DATASET RECORDS:

━━━━━━

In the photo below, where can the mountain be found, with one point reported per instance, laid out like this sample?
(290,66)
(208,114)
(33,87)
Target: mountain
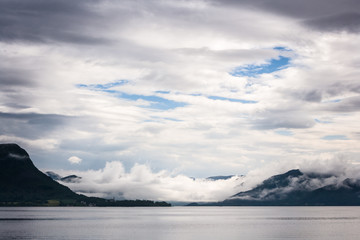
(71,178)
(67,179)
(295,188)
(22,184)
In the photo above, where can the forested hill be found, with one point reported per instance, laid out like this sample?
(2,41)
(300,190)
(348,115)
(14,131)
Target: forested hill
(22,184)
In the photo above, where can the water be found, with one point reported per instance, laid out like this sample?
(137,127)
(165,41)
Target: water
(181,223)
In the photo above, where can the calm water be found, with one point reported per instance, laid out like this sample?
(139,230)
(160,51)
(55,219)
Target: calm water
(182,223)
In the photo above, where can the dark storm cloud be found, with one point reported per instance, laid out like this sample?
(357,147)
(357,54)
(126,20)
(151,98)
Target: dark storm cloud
(347,21)
(10,78)
(323,15)
(46,21)
(30,125)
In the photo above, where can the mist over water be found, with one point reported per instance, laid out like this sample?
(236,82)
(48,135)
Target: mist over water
(250,223)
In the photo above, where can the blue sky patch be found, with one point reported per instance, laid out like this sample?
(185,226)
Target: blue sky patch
(275,64)
(284,133)
(335,137)
(232,99)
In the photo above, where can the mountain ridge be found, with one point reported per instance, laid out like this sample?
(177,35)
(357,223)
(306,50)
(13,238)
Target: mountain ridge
(22,184)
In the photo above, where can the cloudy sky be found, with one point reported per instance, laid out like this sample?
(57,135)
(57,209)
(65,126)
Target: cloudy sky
(181,88)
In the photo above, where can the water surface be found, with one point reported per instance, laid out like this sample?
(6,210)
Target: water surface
(180,223)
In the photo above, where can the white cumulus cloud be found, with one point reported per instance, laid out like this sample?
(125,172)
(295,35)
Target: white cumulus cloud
(74,160)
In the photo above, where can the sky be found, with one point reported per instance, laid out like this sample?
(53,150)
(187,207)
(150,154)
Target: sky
(166,91)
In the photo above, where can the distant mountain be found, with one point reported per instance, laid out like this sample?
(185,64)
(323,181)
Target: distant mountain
(71,178)
(22,184)
(295,188)
(21,181)
(67,179)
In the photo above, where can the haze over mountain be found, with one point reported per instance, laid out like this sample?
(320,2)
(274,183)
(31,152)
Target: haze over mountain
(192,88)
(21,183)
(297,188)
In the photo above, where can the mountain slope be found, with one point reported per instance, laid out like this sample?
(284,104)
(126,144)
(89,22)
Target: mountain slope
(296,188)
(22,184)
(21,181)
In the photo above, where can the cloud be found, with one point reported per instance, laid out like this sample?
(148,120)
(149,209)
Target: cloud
(113,181)
(323,15)
(74,160)
(128,81)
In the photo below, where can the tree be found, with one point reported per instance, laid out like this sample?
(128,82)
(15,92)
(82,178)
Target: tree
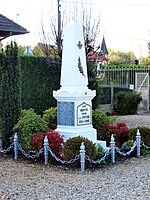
(91,28)
(10,102)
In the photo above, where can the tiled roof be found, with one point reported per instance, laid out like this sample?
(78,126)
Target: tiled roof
(9,27)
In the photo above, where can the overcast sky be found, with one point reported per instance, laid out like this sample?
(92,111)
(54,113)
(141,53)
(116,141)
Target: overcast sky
(124,23)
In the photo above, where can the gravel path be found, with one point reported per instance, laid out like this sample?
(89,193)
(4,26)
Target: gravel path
(124,181)
(127,180)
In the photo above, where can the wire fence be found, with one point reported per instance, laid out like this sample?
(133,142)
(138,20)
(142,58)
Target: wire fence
(46,150)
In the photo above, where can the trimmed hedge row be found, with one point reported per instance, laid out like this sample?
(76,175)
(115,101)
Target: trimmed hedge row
(39,77)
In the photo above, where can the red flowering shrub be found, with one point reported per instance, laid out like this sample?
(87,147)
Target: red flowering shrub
(55,141)
(119,130)
(113,113)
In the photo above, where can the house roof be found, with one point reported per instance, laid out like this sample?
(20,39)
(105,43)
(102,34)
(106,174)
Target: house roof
(103,48)
(9,28)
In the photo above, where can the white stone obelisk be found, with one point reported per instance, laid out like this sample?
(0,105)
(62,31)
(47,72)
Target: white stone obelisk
(74,98)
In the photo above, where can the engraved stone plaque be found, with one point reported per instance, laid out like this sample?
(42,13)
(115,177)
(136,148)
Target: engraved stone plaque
(65,113)
(84,114)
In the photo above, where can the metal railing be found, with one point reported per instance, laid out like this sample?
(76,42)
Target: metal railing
(81,156)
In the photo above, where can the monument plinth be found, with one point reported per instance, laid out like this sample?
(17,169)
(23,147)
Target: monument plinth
(74,98)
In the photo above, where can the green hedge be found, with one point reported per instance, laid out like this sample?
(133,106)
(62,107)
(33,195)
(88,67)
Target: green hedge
(39,76)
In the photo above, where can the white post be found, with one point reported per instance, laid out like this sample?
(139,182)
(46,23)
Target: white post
(82,157)
(138,142)
(112,144)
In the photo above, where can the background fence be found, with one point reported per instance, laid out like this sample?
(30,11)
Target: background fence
(112,80)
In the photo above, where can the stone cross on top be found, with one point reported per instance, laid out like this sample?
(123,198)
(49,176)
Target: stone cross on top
(74,68)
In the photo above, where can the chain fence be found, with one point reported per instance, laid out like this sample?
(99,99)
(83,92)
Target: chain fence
(46,150)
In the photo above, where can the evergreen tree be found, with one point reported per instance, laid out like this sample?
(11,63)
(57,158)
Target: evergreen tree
(10,92)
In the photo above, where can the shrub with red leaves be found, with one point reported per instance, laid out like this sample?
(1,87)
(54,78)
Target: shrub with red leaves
(120,132)
(55,141)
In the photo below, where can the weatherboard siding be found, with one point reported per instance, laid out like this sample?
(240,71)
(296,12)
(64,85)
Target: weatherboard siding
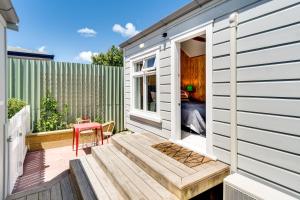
(268,95)
(268,82)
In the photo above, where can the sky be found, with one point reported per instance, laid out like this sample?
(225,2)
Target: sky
(73,30)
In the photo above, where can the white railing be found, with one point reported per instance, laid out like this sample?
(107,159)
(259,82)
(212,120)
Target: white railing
(18,127)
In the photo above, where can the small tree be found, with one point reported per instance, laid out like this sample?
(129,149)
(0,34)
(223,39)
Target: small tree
(51,119)
(113,57)
(14,106)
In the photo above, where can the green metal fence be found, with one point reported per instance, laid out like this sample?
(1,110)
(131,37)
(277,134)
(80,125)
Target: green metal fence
(93,90)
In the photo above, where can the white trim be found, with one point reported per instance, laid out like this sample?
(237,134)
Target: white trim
(233,21)
(2,21)
(175,82)
(148,115)
(143,54)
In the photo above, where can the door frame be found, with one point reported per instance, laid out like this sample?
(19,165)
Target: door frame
(175,81)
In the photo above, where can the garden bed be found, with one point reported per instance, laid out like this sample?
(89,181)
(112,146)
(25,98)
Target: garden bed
(53,139)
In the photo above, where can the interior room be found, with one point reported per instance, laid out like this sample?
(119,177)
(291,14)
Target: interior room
(193,91)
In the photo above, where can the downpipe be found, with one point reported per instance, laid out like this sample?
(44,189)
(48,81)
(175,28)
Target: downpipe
(233,22)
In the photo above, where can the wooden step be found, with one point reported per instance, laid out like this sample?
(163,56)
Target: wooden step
(181,180)
(92,181)
(130,179)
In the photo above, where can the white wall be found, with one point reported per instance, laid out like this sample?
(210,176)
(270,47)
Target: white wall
(3,111)
(18,126)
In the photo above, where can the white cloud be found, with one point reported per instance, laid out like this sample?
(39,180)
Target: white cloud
(128,31)
(87,32)
(42,49)
(85,56)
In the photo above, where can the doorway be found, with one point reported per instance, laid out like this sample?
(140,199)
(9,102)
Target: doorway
(191,120)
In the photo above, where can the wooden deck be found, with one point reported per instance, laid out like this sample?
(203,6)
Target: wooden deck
(131,168)
(183,181)
(59,188)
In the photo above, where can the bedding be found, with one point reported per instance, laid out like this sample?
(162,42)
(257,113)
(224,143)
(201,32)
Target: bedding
(193,116)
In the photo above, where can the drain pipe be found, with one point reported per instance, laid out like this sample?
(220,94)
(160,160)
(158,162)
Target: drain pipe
(233,90)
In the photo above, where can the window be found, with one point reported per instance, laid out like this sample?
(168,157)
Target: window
(145,84)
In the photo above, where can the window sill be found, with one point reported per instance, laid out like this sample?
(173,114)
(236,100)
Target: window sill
(147,116)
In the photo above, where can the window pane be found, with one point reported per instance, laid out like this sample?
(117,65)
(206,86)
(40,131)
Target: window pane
(138,66)
(138,95)
(151,90)
(149,62)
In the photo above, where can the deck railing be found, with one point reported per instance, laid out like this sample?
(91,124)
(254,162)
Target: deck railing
(87,89)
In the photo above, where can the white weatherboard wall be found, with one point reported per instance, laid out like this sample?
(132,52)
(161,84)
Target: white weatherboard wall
(268,86)
(2,102)
(18,127)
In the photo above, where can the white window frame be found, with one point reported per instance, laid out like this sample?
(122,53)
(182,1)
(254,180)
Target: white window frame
(144,113)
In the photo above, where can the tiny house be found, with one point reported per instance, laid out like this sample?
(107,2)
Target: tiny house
(223,78)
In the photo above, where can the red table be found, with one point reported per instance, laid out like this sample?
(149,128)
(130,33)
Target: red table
(86,126)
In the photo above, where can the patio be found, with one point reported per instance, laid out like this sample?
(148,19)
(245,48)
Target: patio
(132,165)
(44,165)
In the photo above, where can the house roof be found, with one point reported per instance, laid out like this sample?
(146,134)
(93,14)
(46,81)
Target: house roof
(27,53)
(180,12)
(8,12)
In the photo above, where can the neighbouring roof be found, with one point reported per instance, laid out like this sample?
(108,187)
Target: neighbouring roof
(180,12)
(26,53)
(9,14)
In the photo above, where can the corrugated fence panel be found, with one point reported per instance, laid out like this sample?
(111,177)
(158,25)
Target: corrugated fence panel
(96,91)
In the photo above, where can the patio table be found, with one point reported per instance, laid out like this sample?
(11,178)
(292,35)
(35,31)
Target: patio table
(86,126)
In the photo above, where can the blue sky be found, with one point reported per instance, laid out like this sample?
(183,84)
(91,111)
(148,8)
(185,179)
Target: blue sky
(67,28)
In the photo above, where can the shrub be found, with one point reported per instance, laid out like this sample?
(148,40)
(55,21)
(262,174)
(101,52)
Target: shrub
(14,106)
(50,118)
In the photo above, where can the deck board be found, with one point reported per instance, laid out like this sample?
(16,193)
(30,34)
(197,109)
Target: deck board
(107,185)
(148,144)
(160,191)
(44,195)
(121,177)
(56,192)
(168,171)
(143,146)
(57,189)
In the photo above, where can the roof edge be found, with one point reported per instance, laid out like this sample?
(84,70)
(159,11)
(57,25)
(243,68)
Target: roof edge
(166,20)
(8,12)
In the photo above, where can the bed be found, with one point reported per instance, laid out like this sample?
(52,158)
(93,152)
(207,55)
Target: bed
(193,116)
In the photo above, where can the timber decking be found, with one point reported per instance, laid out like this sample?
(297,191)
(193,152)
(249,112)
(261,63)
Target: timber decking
(128,177)
(59,188)
(185,182)
(91,180)
(129,168)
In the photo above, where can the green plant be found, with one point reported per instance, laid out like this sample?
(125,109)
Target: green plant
(14,106)
(50,117)
(113,57)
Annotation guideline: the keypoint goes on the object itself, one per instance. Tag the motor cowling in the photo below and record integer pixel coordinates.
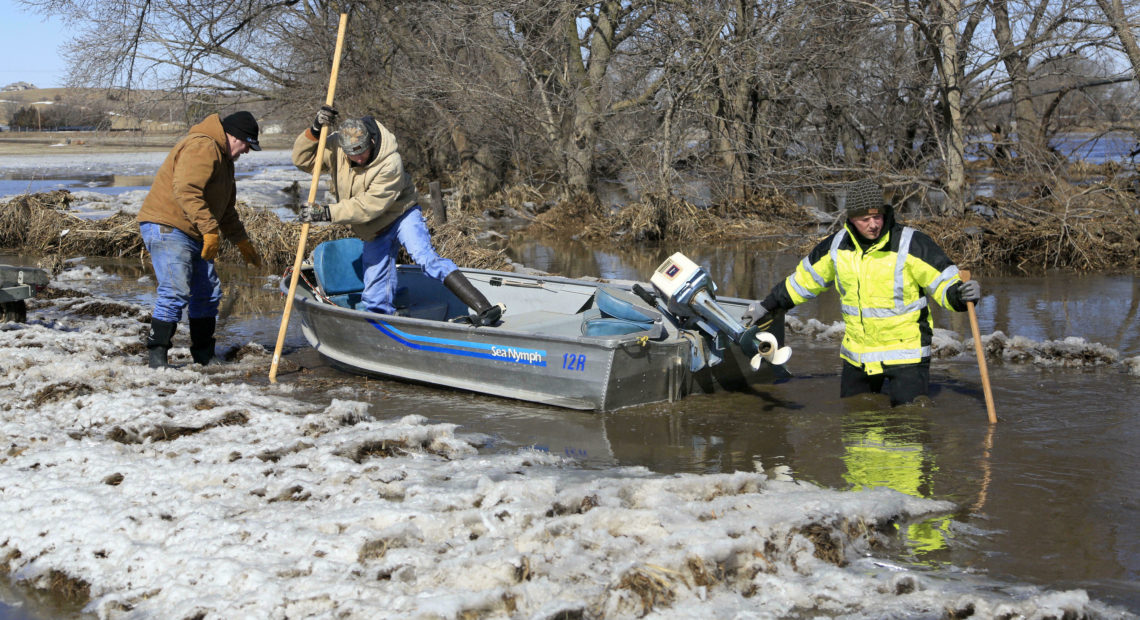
(690, 292)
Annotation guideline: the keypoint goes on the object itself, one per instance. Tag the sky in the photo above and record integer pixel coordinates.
(31, 47)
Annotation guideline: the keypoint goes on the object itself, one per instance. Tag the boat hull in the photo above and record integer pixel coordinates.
(536, 355)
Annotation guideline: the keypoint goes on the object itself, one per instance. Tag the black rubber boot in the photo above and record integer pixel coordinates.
(202, 340)
(486, 313)
(157, 343)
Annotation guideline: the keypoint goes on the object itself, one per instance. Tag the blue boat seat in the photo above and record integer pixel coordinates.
(621, 312)
(340, 275)
(340, 270)
(623, 304)
(609, 326)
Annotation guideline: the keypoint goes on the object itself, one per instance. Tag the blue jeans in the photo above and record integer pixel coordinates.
(184, 277)
(379, 260)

━━━━━━

TASK DESCRIPTION: Starting at the line above that holds "Target: distant mountain", return each line up to and including the one that holds "In the photo above, where can the white stone", exactly as written, minus any pictures.

RESULT:
Target: distant mountain
(71,178)
(22,184)
(295,188)
(21,181)
(67,179)
In the photo above, where can the haze over mountain be found, with one point reported per instance, laid out like this sample?
(320,2)
(274,183)
(31,152)
Target: haze over mountain
(192,88)
(21,183)
(297,188)
In the photo above, where can the mountain slope be found, with one point reported per instance, laid out like this sample?
(284,104)
(126,144)
(89,22)
Target: mountain slope
(296,188)
(22,184)
(21,181)
In the photo above, where can the cloud be found, with one point reported per instance, laid out like this sample?
(148,120)
(149,209)
Target: cloud
(113,181)
(323,15)
(74,160)
(128,81)
In the photo below, where can the tree be found, with one point reported per instance, laid out like this sample?
(128,82)
(15,92)
(82,178)
Target: tree
(91,28)
(10,102)
In the photo above, where can the tiled roof be found, with one point reported per instance, laid out like this sample?
(78,126)
Target: tiled roof
(9,27)
In the photo above, where can the overcast sky be found, with one point reported per instance, laid out like this sample?
(92,111)
(54,113)
(141,53)
(116,141)
Target: overcast sky
(124,23)
In the photo above, where can the gravel path be found, with one point reported per instance, laid out like this sample?
(89,193)
(4,26)
Target: gravel path
(124,181)
(127,180)
In the photo above, where can the wire fence be found, with one point reported per instance, laid out like this sample?
(133,142)
(138,20)
(142,58)
Target: wire fence
(46,150)
In the photo above, where can the trimmed hedge row be found, with one point reported per instance, laid out like this sample?
(76,175)
(115,101)
Target: trimmed hedge row
(39,77)
In the photo above, where can the red flowering shrub be found, with one point reported per instance, laid out like this sample?
(87,147)
Target: red flowering shrub
(55,141)
(119,130)
(113,113)
In the photo above, where can the house roof be found, with one point reported per instance, laid out like this sample?
(20,39)
(105,43)
(102,34)
(106,174)
Target: house roof
(103,48)
(9,28)
In the photo above, where can the white stone obelisk be found, with one point reported per instance, laid out like this sample?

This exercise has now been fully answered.